● OBJECTIVE: Arrange every row below as a numbered list, skipping any blank lines. Leave the pictures out of your answer.
------------------------
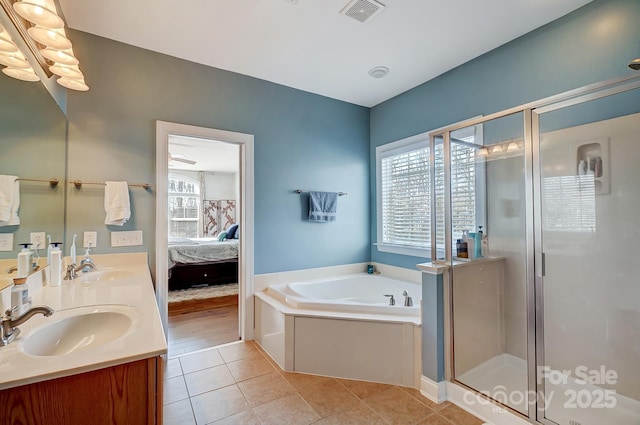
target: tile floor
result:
[164,341,482,425]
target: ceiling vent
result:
[340,0,385,23]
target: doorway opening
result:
[156,121,253,357]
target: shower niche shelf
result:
[575,138,611,195]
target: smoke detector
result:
[340,0,385,23]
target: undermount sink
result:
[78,269,133,283]
[23,306,137,356]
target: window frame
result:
[374,132,432,258]
[167,172,202,238]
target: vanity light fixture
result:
[0,0,89,91]
[13,0,64,28]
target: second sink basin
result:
[23,306,137,356]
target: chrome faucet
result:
[64,263,96,280]
[402,289,413,307]
[0,305,53,346]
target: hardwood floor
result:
[167,295,240,358]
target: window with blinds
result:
[542,174,596,232]
[376,130,477,256]
[379,142,431,249]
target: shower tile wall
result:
[540,114,640,399]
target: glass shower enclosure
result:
[431,78,640,425]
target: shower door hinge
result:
[535,252,546,277]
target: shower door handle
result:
[535,252,546,277]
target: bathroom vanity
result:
[0,254,167,425]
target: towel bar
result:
[293,189,347,196]
[69,180,151,190]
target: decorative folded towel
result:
[0,176,20,226]
[104,182,131,226]
[309,192,338,223]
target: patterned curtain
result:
[202,199,236,237]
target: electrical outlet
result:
[111,230,142,247]
[0,233,13,251]
[31,232,47,249]
[82,232,98,248]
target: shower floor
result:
[456,353,529,414]
[457,353,640,425]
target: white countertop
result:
[0,253,167,389]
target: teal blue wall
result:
[66,31,371,274]
[369,0,640,269]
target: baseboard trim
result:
[444,377,531,425]
[420,376,447,404]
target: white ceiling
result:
[169,135,240,173]
[59,0,590,107]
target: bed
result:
[168,238,238,291]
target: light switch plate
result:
[111,230,142,247]
[0,233,13,251]
[31,232,47,249]
[82,232,98,248]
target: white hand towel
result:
[0,176,20,226]
[104,182,131,226]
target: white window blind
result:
[379,142,431,249]
[450,137,478,245]
[542,175,596,232]
[377,131,477,252]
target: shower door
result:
[533,89,640,425]
[444,111,535,415]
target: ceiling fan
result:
[169,152,196,165]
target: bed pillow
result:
[226,224,238,239]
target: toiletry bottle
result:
[474,226,482,258]
[80,248,94,273]
[47,235,53,264]
[49,242,62,287]
[69,235,78,264]
[456,239,469,258]
[11,277,29,317]
[17,243,33,277]
[467,232,476,258]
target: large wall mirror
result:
[0,74,67,260]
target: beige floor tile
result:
[179,349,224,374]
[227,356,275,382]
[398,387,446,411]
[253,394,320,425]
[438,404,483,425]
[211,410,260,425]
[280,371,333,391]
[363,387,433,425]
[218,341,262,363]
[337,379,393,400]
[418,413,457,425]
[191,385,249,425]
[184,365,235,397]
[163,359,182,379]
[162,375,189,404]
[238,371,295,407]
[162,399,196,425]
[314,401,385,425]
[300,379,360,418]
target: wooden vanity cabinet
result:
[0,357,163,425]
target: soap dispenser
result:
[80,247,93,273]
[17,243,33,277]
[11,277,31,317]
[49,242,62,286]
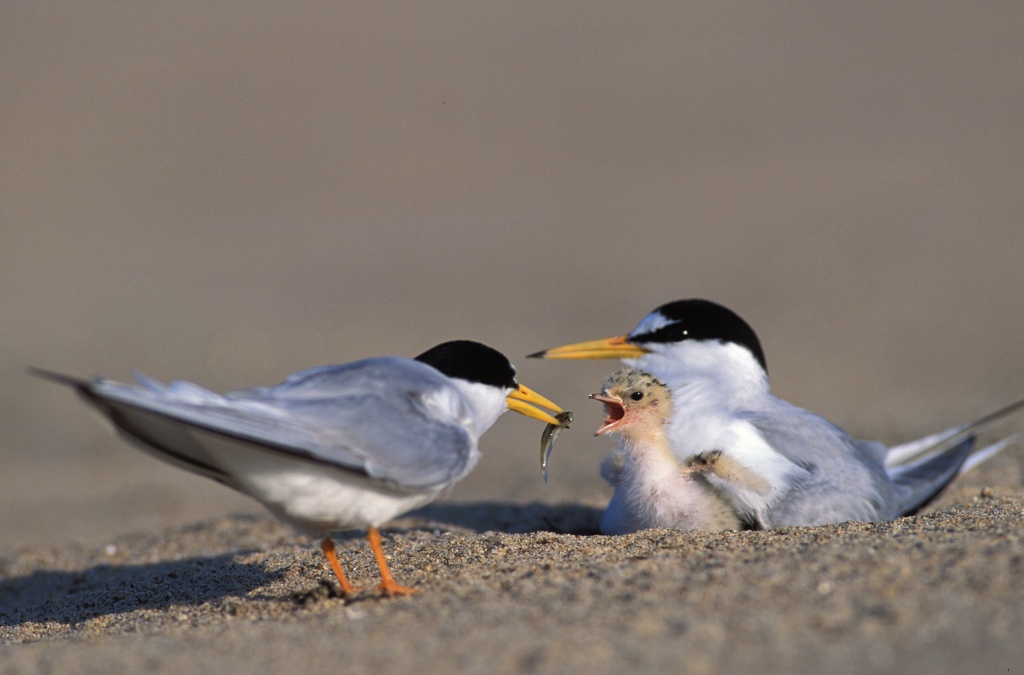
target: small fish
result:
[541,411,573,484]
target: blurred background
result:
[0,0,1024,550]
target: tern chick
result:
[33,340,562,595]
[590,368,741,535]
[530,299,1024,528]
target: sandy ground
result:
[0,1,1024,673]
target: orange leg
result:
[368,528,420,595]
[321,535,356,596]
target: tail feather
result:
[886,398,1024,467]
[889,436,974,515]
[959,433,1024,473]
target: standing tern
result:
[33,340,562,595]
[530,299,1024,528]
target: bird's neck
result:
[452,379,508,436]
[627,342,771,410]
------------------------
● EXPECTED ANSWER:
1. target: tile floor
2. result:
3. [164,341,482,425]
4. target: ceiling vent
5. result:
6. [340,0,385,23]
7. target: doorway opening
8. result:
9. [156,121,253,357]
10. target: shower niche shelf
11. result:
12. [575,138,611,195]
13. target: smoke detector
14. result:
15. [340,0,385,23]
16. target: undermount sink
17. result:
18. [78,269,133,283]
19. [23,306,137,356]
20. target: window frame
21. result:
22. [374,132,432,258]
23. [167,172,202,238]
24. target: vanity light fixture
25. result:
26. [0,0,89,91]
27. [13,0,64,28]
28. target: second sink basin
29. result:
30. [23,306,137,356]
31. target: chrome faucet
32. result:
33. [64,263,96,280]
34. [402,289,413,307]
35. [0,305,53,346]
36. target: hardwood floor
37. result:
38. [167,295,240,358]
39. target: window with blinds
40. result:
41. [542,174,596,232]
42. [376,130,477,256]
43. [379,142,431,249]
44. target: shower tile wall
45. result:
46. [540,114,640,399]
47. target: glass shower enclosure
48. result:
49. [431,78,640,425]
50. target: shower door hinge
51. result:
52. [535,252,546,277]
53. target: shower door handle
54. result:
55. [535,252,546,277]
56. target: bathroom vanity
57. result:
58. [0,254,167,425]
59. target: towel bar
60. result:
61. [293,189,347,196]
62. [69,180,151,190]
63. target: decorative folded towel
64. result:
65. [0,176,20,226]
66. [104,182,131,226]
67. [309,192,338,223]
68. target: patterned curtain
69. result:
70. [202,199,236,237]
71. target: electrical outlet
72. result:
73. [111,230,142,247]
74. [0,233,13,251]
75. [31,232,47,249]
76. [82,232,98,248]
77. target: shower floor
78. result:
79. [456,353,529,414]
80. [457,353,640,425]
81. target: white countertop
82. result:
83. [0,253,167,389]
84. target: teal blue wall
85. result:
86. [66,31,371,274]
87. [369,0,640,269]
88. target: baseboard trim
89. result:
90. [444,377,531,425]
91. [420,376,447,404]
92. target: white ceiling
93. result:
94. [169,135,240,173]
95. [59,0,590,107]
96. target: bed
97. result:
98. [168,238,238,291]
99. target: light switch plate
100. result:
101. [111,230,142,247]
102. [0,233,13,251]
103. [31,232,47,249]
104. [82,232,98,248]
105. target: white hand towel
106. result:
107. [0,176,20,226]
108. [104,182,131,226]
109. target: white window blind
110. result:
111. [379,142,431,249]
112. [450,137,478,245]
113. [542,175,596,232]
114. [377,131,477,252]
115. target: shower door
116. result:
117. [533,89,640,425]
118. [444,111,535,415]
119. target: ceiling fan
120. result:
121. [169,152,196,165]
122. target: bed pillow
123. result:
124. [226,224,238,239]
125. target: toiletry bottle
126. result:
127. [474,226,482,258]
128. [80,248,94,273]
129. [47,235,53,264]
130. [49,242,62,287]
131. [69,235,78,264]
132. [456,239,469,258]
133. [11,277,29,317]
134. [17,243,33,277]
135. [467,232,476,258]
136. target: large wall mirror
137. result:
138. [0,74,67,260]
139. target: beige floor tile
140. result:
141. [179,349,224,374]
142. [227,356,275,382]
143. [398,387,446,411]
144. [253,394,320,425]
145. [438,404,483,425]
146. [211,410,260,425]
147. [280,371,333,391]
148. [363,387,433,425]
149. [218,341,262,363]
150. [337,379,393,400]
151. [418,413,457,425]
152. [191,385,249,425]
153. [184,365,235,397]
154. [163,359,182,379]
155. [162,375,189,404]
156. [238,371,295,407]
157. [162,399,196,425]
158. [314,401,385,425]
159. [300,379,360,418]
160. target: wooden vanity cabinet
161. result:
162. [0,357,163,425]
163. target: soap dispenser
164. result:
165. [80,247,93,273]
166. [17,243,33,277]
167. [11,277,31,317]
168. [49,242,62,286]
169. target: small fish
170. result:
171. [541,411,573,484]
172. target: blurred background
173. result:
174. [0,0,1024,550]
175. target: tern chick
176. result:
177. [33,340,562,595]
178. [590,368,741,535]
179. [530,299,1024,528]
180. target: sandy ground
181. result:
182. [0,1,1024,673]
183. target: orange leg
184. result:
185. [368,528,420,595]
186. [321,535,356,596]
187. target: tail feather
188. result:
189. [886,398,1024,467]
190. [889,436,974,515]
191. [959,433,1024,473]
192. target: standing tern
193. result:
194. [33,340,562,595]
195. [530,299,1024,528]
196. target: bird's neck
197. result:
198. [452,379,508,436]
199. [627,342,771,410]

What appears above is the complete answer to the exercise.